* Stripping html from a string
@ 2004-02-22 0:13 wave
2004-02-22 0:45 ` Georg Bauhaus
0 siblings, 1 reply; 4+ messages in thread
From: wave @ 2004-02-22 0:13 UTC (permalink / raw)
Hello, I was wondering if anybody knew of a function lying around that
would return a given string with any html tags in it stripped.
I've had a look at Gnat.regexp, but for some reasons it's not liking
my regular expressions at all which 'should' strip the html.
Here is some of my example code:
with Ada.Text_Io, Gnat.Regexp;
use Ada.Text_Io, Gnat.Regexp;
procedure Regex is
procedure Testmatch (
Re : Regexp;
S : String ) is
begin
if Match( S, Re ) then
Put_Line( S & " matches the expression" );
else
Put_Line( S & " doesn't match the expression" );
end if;
end Testmatch;
Criteria : Regexp;
begin
Put_Line( "This program demonstrates GNAT's regular expression" );
Put_Line( "capabilities. These are used to find text that match" );
Put_Line( "a certain pattern." );
New_Line;
Criteria := Compile("<([A-Z][A-Z0-9]*)[^>]*></\1>", False, True);
Testmatch( Criteria, "hello world" );
Testmatch( Criteria, "<a
href=""http://www.helloworld.org/"">hello</a>" );
Testmatch( Criteria, "<b>hello, world</b>" );
Testmatch( Criteria, "some random text" );
end Regex;
Any input in this matter would be greatly appreciated.
Mut.
^ permalink raw reply [flat|nested] 4+ messages in thread
* Re: Stripping html from a string
2004-02-22 0:13 Stripping html from a string wave
@ 2004-02-22 0:45 ` Georg Bauhaus
2004-02-22 11:07 ` wave
0 siblings, 1 reply; 4+ messages in thread
From: Georg Bauhaus @ 2004-02-22 0:45 UTC (permalink / raw)
wave <mutilation@bonbon.net> wrote:
:
: Criteria := Compile("<([A-Z][A-Z0-9]*)[^>]*></\1>", False, True);
What "output" to you expect? AFAIKS, input will have to be rather
mute, so to speak, in order to match.
-- Georg
^ permalink raw reply [flat|nested] 4+ messages in thread
* Re: Stripping html from a string
2004-02-22 0:45 ` Georg Bauhaus
@ 2004-02-22 11:07 ` wave
2004-02-22 16:17 ` Georg Bauhaus
0 siblings, 1 reply; 4+ messages in thread
From: wave @ 2004-02-22 11:07 UTC (permalink / raw)
Georg Bauhaus <sb463ba@l1-hrz.uni-duisburg.de> wrote in message news:<c18u2p$gls$1@a1-hrz.uni-duisburg.de>...

(A run of records)
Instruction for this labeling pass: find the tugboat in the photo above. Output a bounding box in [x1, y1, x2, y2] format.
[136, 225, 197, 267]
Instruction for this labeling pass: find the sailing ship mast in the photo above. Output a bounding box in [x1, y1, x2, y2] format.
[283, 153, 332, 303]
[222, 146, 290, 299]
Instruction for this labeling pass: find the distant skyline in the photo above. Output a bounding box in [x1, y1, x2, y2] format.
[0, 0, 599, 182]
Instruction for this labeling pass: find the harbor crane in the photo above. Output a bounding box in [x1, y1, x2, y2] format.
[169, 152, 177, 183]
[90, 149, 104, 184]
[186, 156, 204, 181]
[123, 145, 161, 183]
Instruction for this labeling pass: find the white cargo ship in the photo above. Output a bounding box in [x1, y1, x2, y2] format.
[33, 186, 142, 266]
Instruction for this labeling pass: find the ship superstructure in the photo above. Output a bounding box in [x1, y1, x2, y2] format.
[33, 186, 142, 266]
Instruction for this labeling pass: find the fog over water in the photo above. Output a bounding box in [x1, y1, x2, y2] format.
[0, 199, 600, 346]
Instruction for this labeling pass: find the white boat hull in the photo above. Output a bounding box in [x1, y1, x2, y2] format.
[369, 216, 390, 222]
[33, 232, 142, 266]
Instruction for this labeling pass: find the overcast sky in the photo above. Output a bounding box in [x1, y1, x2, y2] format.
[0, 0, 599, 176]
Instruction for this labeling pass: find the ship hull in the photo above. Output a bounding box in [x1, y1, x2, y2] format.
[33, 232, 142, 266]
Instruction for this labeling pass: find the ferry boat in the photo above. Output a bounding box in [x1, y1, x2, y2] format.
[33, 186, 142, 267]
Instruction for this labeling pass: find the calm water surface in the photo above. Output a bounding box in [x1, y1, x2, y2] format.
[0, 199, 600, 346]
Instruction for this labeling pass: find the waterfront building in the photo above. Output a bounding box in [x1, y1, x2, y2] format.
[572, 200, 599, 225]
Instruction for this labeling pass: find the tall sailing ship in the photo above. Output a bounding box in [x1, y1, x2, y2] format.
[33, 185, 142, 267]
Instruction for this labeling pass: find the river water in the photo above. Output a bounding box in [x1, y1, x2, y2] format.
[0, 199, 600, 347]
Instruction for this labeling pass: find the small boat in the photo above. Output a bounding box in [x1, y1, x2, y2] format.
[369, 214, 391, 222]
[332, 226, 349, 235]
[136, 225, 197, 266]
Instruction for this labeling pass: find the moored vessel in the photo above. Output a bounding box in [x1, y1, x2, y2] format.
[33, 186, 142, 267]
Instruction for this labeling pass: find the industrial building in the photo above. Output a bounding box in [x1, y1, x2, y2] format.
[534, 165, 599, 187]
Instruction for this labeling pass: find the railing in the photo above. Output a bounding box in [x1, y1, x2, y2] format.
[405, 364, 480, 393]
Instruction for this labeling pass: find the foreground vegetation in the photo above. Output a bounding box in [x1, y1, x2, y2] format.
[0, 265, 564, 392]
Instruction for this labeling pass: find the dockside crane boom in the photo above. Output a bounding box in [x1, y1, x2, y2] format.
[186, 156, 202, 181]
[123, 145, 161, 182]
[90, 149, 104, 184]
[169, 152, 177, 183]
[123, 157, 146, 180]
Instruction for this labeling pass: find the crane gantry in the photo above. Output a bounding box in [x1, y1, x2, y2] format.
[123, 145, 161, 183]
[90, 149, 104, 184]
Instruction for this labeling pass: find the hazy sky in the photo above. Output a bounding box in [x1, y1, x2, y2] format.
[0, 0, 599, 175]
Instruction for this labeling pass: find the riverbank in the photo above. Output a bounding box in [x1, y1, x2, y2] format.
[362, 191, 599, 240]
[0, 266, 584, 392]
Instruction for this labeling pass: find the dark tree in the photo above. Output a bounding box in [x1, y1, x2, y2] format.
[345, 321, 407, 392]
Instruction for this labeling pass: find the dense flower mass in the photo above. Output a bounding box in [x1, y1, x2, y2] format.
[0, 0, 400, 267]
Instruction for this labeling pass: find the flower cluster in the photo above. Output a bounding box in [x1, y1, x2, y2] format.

■ **INSTRUCTIONS FOR THE TASK**:
In the forum thread above, rewrite the passage from "Hello, I was wondering" through "strip the html." more briefly, keeping its main facts.

■ **SOLUTION BELOW**:
The poster asks whether anyone knows of an existing function that returns a string with all HTML tags removed. They tried Gnat.regexp, but it isn't accepting the regular expressions that they believe should strip the HTML.